▶ STATED EXERCISE
Reproduce the material below verbatim, keeping every line in its original order.

▶ DATA RECORDS
----
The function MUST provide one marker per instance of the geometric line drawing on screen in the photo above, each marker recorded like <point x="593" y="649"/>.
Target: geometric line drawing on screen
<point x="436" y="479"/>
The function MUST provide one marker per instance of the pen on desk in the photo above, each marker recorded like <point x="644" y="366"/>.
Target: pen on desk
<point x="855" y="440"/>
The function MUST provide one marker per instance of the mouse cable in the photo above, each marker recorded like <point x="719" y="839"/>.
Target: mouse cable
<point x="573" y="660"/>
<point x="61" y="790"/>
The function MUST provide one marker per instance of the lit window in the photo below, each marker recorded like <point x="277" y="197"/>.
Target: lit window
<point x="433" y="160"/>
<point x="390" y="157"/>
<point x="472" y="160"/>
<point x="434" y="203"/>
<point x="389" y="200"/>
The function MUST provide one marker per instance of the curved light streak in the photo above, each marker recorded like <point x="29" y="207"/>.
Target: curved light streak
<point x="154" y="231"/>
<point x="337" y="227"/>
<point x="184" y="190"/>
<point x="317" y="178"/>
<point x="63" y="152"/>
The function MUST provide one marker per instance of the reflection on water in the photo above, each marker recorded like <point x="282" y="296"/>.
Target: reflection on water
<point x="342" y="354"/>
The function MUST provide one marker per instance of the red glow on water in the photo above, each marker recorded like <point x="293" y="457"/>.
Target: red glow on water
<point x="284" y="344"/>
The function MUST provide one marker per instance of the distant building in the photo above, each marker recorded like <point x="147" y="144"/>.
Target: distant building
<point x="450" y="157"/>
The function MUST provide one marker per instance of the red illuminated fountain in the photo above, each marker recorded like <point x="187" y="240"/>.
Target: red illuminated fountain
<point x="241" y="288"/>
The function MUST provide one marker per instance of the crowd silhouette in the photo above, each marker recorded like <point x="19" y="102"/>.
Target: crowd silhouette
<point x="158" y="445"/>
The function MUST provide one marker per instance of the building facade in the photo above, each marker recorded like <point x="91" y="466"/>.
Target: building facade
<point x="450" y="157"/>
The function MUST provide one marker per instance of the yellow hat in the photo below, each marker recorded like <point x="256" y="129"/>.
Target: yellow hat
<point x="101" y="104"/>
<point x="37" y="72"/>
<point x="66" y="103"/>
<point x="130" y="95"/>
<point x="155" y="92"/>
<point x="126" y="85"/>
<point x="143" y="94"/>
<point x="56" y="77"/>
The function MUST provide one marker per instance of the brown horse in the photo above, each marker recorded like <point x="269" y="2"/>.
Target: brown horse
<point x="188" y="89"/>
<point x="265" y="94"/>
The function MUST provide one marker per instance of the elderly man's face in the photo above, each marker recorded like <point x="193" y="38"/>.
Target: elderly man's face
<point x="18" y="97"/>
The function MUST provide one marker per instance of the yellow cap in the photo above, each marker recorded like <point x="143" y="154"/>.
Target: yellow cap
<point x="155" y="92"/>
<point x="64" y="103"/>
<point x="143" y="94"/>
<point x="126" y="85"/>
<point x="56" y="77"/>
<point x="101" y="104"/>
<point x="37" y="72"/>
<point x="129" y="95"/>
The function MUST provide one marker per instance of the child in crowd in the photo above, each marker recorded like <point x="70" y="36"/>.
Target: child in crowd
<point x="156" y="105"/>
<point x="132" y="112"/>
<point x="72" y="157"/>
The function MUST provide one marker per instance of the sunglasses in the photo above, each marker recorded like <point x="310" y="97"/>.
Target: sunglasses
----
▶ RESPONSE TO THIS EXERCISE
The function MUST provide one marker per instance of the geometric line drawing on screen in the photo above, each marker recorded like <point x="593" y="649"/>.
Target: geometric line drawing on screen
<point x="436" y="479"/>
The function MUST provide one marker per instance of the pen on desk in the photo above, each marker recorded like <point x="644" y="366"/>.
Target: pen on desk
<point x="855" y="440"/>
The function MUST provide one marker per instance of the mouse cable in the photo above, each marker recorded like <point x="719" y="839"/>.
Target: mouse cable
<point x="573" y="660"/>
<point x="61" y="790"/>
The function MUST provide one marker per instance of the lit window in the photo below, each marker recorded like <point x="277" y="197"/>.
Target: lit window
<point x="433" y="160"/>
<point x="390" y="157"/>
<point x="472" y="160"/>
<point x="434" y="203"/>
<point x="389" y="200"/>
The function MUST provide one marker per instance of the curved light streak in the photo above, each marker recorded like <point x="29" y="207"/>.
Target: curved light streak
<point x="154" y="231"/>
<point x="337" y="227"/>
<point x="184" y="190"/>
<point x="317" y="178"/>
<point x="63" y="152"/>
The function MUST provide one marker per instance of the reflection on water in the photo above, each marker recorded like <point x="282" y="296"/>.
Target: reflection on water
<point x="342" y="354"/>
The function MUST provide one marker per instance of the red glow on water in the photo above, each marker recorded like <point x="293" y="457"/>.
Target: red glow on water
<point x="284" y="344"/>
The function MUST provide one marker per instance of the distant building in the photo above, each marker recorded like <point x="147" y="144"/>.
Target: distant building
<point x="450" y="157"/>
The function MUST provide one marker per instance of the red illuminated fountain in the photo above, each marker recorded like <point x="187" y="240"/>.
Target: red illuminated fountain
<point x="241" y="288"/>
The function MUST provide one marker per instance of the crowd silhouette in the photo above, each marker recorded like <point x="19" y="102"/>.
Target: crowd silhouette
<point x="158" y="445"/>
The function MUST provide one marker per instance of the building facade in the photo above, each marker recorded like <point x="91" y="466"/>.
Target: building facade
<point x="450" y="157"/>
The function MUST provide one marker per instance of the yellow hat in the photo below, each marker recorded like <point x="256" y="129"/>.
Target: yellow hat
<point x="101" y="104"/>
<point x="37" y="72"/>
<point x="66" y="103"/>
<point x="130" y="95"/>
<point x="155" y="92"/>
<point x="126" y="85"/>
<point x="143" y="94"/>
<point x="56" y="77"/>
The function MUST provide one marker per instance of the brown horse in the photo above, each marker recorded like <point x="269" y="2"/>.
Target: brown horse
<point x="188" y="89"/>
<point x="265" y="94"/>
The function MUST provide one marker per instance of the elderly man's face in the photo above, each marker recorded like <point x="193" y="38"/>.
Target: elderly man's face
<point x="18" y="97"/>
The function MUST provide one marker per instance of the yellow cap in the photo above, each marker recorded like <point x="143" y="154"/>.
Target: yellow cap
<point x="155" y="92"/>
<point x="64" y="103"/>
<point x="143" y="94"/>
<point x="126" y="85"/>
<point x="56" y="77"/>
<point x="101" y="104"/>
<point x="37" y="72"/>
<point x="129" y="95"/>
The function MUST provide one marker per instance of the child in crowd in the photo above, each marker recorded like <point x="70" y="36"/>.
Target: child in crowd
<point x="156" y="105"/>
<point x="132" y="112"/>
<point x="72" y="157"/>
The function MUST provide one marker per instance of the sunglasses in the photo above, each marker recorded like <point x="310" y="97"/>.
Target: sunglasses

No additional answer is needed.